INFORMATION GIVEN START

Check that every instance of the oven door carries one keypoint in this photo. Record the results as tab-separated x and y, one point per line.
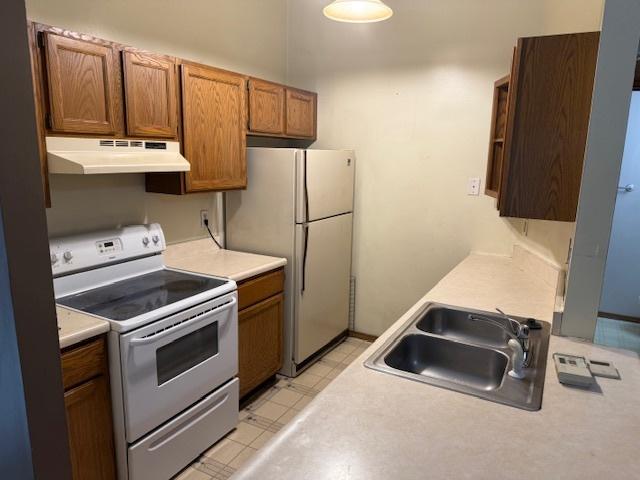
170	364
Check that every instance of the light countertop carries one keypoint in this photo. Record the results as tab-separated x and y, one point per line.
201	256
76	327
371	425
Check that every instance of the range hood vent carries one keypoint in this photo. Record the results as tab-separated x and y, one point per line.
86	156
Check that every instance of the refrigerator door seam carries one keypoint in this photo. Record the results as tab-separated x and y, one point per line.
305	229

INFORMATION GIVEN END

> _TASK BRIEF_: With images omitted, output the data exactly as given.

> _TASK ANSWER_:
Check that every instance of the oven door carries one keypoint in this photo. Record the results as tab-separated x and y, one point per line.
170	364
Check that every instance of the light countertop carries one keypoint in this photo. Record the results as tab-separated x and y, one point per line.
201	256
76	327
371	425
Check that every instance of the range hood vent carries one keypoint in this photo. Record the results as tab-separated x and y, one point per line.
86	156
Check that every instance of the refrigerator door seam carries one keypoint in this photo. Record the results as tab-separated x and y, one point per line.
305	229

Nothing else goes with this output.